─── Records to process

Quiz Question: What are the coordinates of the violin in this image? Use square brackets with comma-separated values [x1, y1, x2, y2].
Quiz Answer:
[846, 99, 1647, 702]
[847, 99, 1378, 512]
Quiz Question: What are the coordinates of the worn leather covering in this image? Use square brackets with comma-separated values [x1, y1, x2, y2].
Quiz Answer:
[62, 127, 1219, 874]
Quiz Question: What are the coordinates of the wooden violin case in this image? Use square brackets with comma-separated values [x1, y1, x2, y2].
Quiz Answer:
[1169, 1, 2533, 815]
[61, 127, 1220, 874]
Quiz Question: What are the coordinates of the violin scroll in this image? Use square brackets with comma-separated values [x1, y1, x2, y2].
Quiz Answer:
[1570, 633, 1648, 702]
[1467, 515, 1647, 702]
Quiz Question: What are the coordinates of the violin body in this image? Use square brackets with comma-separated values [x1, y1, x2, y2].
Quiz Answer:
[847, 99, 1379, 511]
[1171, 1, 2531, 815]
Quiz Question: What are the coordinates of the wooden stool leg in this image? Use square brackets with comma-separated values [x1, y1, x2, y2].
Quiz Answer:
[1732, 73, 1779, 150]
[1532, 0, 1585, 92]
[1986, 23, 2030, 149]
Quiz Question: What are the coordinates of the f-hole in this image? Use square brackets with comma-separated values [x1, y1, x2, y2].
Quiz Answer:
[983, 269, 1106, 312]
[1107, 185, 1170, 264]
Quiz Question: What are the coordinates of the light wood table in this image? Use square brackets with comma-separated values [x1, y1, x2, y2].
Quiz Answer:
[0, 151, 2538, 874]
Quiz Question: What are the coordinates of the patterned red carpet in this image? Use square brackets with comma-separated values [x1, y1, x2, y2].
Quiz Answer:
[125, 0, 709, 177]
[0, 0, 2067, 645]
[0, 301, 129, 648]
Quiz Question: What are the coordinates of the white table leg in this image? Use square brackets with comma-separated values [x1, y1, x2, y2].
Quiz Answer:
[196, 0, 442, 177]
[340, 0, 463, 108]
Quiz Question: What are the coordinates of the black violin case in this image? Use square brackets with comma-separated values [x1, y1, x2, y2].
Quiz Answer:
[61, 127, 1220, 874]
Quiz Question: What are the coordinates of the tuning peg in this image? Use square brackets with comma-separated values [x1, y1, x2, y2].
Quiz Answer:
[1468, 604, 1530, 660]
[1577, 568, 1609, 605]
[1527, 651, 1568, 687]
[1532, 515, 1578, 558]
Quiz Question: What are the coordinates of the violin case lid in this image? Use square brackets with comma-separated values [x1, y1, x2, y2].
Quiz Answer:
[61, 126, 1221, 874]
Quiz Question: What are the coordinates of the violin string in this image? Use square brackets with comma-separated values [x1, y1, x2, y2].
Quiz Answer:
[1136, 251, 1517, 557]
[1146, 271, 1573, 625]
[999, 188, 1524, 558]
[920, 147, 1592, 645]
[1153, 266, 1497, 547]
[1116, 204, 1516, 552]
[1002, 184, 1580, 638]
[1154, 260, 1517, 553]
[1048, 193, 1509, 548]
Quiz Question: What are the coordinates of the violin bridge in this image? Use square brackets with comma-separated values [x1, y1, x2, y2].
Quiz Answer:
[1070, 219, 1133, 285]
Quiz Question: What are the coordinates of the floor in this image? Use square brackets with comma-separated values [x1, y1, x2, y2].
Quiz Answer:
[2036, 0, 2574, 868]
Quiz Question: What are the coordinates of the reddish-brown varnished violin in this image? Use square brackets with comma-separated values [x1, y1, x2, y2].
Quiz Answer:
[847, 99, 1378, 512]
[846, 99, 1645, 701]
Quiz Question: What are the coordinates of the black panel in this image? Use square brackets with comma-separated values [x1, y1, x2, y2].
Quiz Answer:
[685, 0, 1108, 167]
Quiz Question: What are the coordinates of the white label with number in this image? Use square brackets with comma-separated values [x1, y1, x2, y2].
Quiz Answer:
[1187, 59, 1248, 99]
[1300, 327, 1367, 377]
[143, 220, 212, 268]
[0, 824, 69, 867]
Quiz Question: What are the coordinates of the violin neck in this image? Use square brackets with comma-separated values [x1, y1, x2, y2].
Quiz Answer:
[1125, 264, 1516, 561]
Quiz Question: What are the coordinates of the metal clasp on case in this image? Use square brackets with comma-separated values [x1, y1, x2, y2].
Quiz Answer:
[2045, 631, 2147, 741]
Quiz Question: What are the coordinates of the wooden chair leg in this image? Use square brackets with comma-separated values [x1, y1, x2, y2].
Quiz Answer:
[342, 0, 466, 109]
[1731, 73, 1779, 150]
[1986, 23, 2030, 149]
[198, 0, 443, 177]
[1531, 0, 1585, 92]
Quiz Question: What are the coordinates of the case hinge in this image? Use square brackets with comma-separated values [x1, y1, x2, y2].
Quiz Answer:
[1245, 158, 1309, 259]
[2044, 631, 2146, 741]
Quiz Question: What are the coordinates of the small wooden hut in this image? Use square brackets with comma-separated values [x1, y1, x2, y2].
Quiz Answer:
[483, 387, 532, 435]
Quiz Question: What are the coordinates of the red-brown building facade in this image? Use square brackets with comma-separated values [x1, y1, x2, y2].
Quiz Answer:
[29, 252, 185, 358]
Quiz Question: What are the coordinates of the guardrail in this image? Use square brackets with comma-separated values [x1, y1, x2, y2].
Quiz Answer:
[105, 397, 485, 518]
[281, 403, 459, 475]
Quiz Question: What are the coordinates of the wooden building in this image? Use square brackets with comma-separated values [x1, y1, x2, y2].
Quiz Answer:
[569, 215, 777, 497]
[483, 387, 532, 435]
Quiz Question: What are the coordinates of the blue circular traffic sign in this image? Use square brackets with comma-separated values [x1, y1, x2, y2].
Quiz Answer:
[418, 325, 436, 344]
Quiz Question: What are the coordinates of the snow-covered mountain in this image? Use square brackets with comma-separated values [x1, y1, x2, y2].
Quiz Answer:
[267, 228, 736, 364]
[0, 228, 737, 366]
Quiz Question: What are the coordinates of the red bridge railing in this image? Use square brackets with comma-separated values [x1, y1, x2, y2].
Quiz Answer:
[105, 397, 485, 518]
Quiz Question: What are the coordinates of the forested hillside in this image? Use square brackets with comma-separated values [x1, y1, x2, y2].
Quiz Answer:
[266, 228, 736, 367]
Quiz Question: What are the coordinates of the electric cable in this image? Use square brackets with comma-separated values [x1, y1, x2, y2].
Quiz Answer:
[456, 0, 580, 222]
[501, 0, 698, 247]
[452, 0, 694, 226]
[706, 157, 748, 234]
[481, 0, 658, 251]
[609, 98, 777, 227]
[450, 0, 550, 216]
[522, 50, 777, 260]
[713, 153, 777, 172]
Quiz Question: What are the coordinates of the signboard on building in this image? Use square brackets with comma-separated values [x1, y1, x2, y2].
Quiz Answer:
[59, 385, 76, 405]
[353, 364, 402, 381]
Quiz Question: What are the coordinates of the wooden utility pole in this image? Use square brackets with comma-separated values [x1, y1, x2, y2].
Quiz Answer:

──────

-- Assigned task --
For each entry above, write out an exact copy.

-- Written answer --
Quiz Question: What are the coordinates of the violin in this image? Use square brackets with comma-separated values [x1, y1, x2, y2].
Quiz Answer:
[846, 99, 1647, 702]
[847, 99, 1378, 512]
Quiz Question: What are the coordinates of the worn leather covering in this image? Use square brackets with comma-separated values [x1, y1, x2, y2].
Quiz Answer:
[62, 127, 1219, 874]
Quiz Question: What are the coordinates of the wooden violin case in this image? Use square brackets with comma-separated values [x1, y1, x2, y2].
Quiz Answer:
[1169, 1, 2533, 815]
[61, 127, 1220, 874]
Quiz Question: What are the coordinates of the violin scroll in this image? Use square brackets with comma-separated values [x1, y1, x2, y2].
Quiz Answer:
[1570, 633, 1648, 702]
[1467, 515, 1647, 702]
Quiz Question: What are the coordinates of the violin body in this image? Use square brackets with comma-separated values [x1, y1, x2, y2].
Quiz Answer:
[847, 99, 1379, 511]
[1171, 1, 2531, 815]
Quiz Question: What are the coordinates of the wooden stool leg in this image? Use square brackets with comma-separated values [x1, y1, x2, y2].
Quiz Answer:
[1732, 73, 1779, 150]
[1532, 0, 1585, 92]
[1986, 23, 2030, 149]
Quiz Question: What are the coordinates of the f-hole in this image? Use square brackets with comma-separated values [x1, y1, x2, y2].
Quiz Answer:
[983, 269, 1106, 312]
[1107, 185, 1170, 264]
Quiz Question: What are the coordinates of the light wood table in this image? Use square brackets with comma-separated values [x1, y1, x2, y2].
Quiz Answer:
[0, 151, 2538, 874]
Quiz Question: What are the coordinates of the patterned red carpet in this image? Use square brackets with comma-separated values [x1, y1, x2, y2].
Quiz Answer:
[125, 0, 709, 177]
[0, 0, 2067, 645]
[0, 301, 129, 648]
Quiz Question: What are the coordinates of the white table leg in this image? Use square brackets with comma-separated values [x1, y1, x2, y2].
Quiz Answer:
[196, 0, 442, 177]
[340, 0, 463, 108]
Quiz Question: What are the coordinates of the black violin case in this image? Use square brackets with comma-separated values [x1, y1, x2, y2].
Quiz Answer:
[61, 127, 1220, 874]
Quiz Question: What are the coordinates of the tuning peg in this image? Use square brackets with comma-separated values [x1, y1, x2, y2].
Quiz Answer:
[1468, 604, 1530, 660]
[1577, 568, 1609, 605]
[1527, 651, 1568, 687]
[1532, 515, 1578, 558]
Quiz Question: What are the coordinates of the violin case lid in this image? Use square brackets with comma-separated values [x1, y1, x2, y2].
Quiz Answer:
[61, 126, 1221, 874]
Quiz Question: What are the coordinates of the violin string in this image? Use square brackets with comma-separated values [x1, y1, x2, y2].
Quiz Answer:
[1136, 251, 1517, 557]
[1146, 271, 1573, 625]
[999, 188, 1524, 558]
[920, 147, 1592, 645]
[1153, 266, 1497, 547]
[1116, 204, 1516, 552]
[1002, 184, 1580, 638]
[1154, 260, 1517, 553]
[1048, 193, 1509, 548]
Quiz Question: What are the coordinates of the violin bridge in this image? Use square brackets with comma-separated values [x1, y1, x2, y2].
Quiz Answer:
[1070, 219, 1133, 285]
Quiz Question: What are the coordinates of the floor in this image? Use square brackets with comma-separated values [x1, y1, x2, y2].
Quiz Answer:
[2036, 0, 2574, 868]
Quiz Question: What are the coordinates of the reddish-brown varnished violin in this image? Use square brackets with comma-separated values [x1, y1, x2, y2].
Quiz Answer:
[847, 99, 1378, 512]
[846, 99, 1645, 701]
Quiz Question: What are the coordinates of the black panel in this image? Use square brackets with comma-separated values [x1, y1, x2, y2].
Quiz Answer:
[685, 0, 1108, 167]
Quiz Question: What are the coordinates of the white label with number in this image? Use square brackets with comma-separated values [x1, y1, x2, y2].
Quiz Answer:
[1187, 59, 1248, 99]
[1300, 327, 1367, 377]
[143, 220, 212, 268]
[0, 824, 69, 867]
Quiz Question: What are the coordinates of the violin neck in this image? Use square brackets with comma-separated values [x1, y1, x2, y2].
Quiz Answer:
[1125, 264, 1516, 561]
Quiz Question: What are the coordinates of the metal clasp on case in this image? Use square brackets with comma-separated values [x1, y1, x2, y2].
Quiz Answer:
[2045, 631, 2147, 741]
Quiz Question: What are the coordinates of the wooden chair leg in this image? Use square brackets with comma-separated values [x1, y1, x2, y2].
Quiz Answer:
[342, 0, 466, 109]
[1731, 73, 1779, 150]
[1986, 23, 2030, 149]
[198, 0, 443, 177]
[1531, 0, 1585, 92]
Quiz Question: What are the coordinates of the case hinge in this image? Use square brackets with comma-separated values [x1, y1, x2, y2].
Quiz Answer:
[1245, 158, 1309, 259]
[2044, 631, 2146, 741]
Quiz Question: What are the coordinates of the small wooden hut in this image? Use square brackets with comma-separated values [x1, y1, x2, y2].
Quiz Answer:
[483, 387, 532, 435]
Quiz Question: What are the coordinates of the red-brown building facade in this image? Use square brackets with comma-separated values [x1, y1, x2, y2].
Quiz Answer:
[29, 252, 185, 358]
Quiz Question: What are the coordinates of the guardrail in this image? Use square brackets with comma-separated values [x1, y1, x2, y2].
Quiz Answer:
[105, 397, 485, 518]
[281, 403, 459, 475]
Quiz Question: What are the coordinates of the wooden building in this image? Use square brackets with comma-separated values [x1, y1, x2, y2].
Quiz Answer:
[569, 215, 777, 497]
[483, 387, 532, 435]
Quiz Question: What are the coordinates of the blue circular traffic sign in this image? Use square brackets with comma-separated values [x1, y1, x2, y2].
Quiz Answer:
[418, 325, 436, 344]
Quiz Question: What are the coordinates of the snow-covered mountain in this image? Use square brackets with comma-separated values [x1, y1, x2, y2].
Quiz Answer:
[267, 228, 736, 364]
[0, 228, 737, 366]
Quiz Question: What are the coordinates of the red bridge railing in this image? Use square brackets with comma-separated values [x1, y1, x2, y2].
Quiz Answer:
[105, 397, 485, 518]
Quiz Question: What are the coordinates of the forested hillside in this image? Use square brackets with comma-separated values [x1, y1, x2, y2].
Quiz Answer:
[266, 228, 736, 367]
Quiz Question: What are the coordinates of the electric cable in this image? Use square brackets with comma-separated values [x1, y1, x2, y2].
Quiz Answer:
[456, 0, 580, 222]
[501, 0, 698, 247]
[452, 0, 694, 226]
[706, 157, 748, 234]
[481, 0, 658, 251]
[609, 98, 777, 227]
[450, 0, 550, 216]
[522, 50, 777, 260]
[713, 153, 777, 172]
Quiz Question: What are the coordinates of the signboard on building in this image? Use square brackets with comma-separated values [x1, y1, x2, y2].
Quiz Answer:
[59, 385, 76, 405]
[353, 364, 402, 381]
Quiz Question: What are the coordinates of the wooden utility pole in this image? Use square brackets with comma-separated values [x1, y1, x2, y2].
Quiz Answer:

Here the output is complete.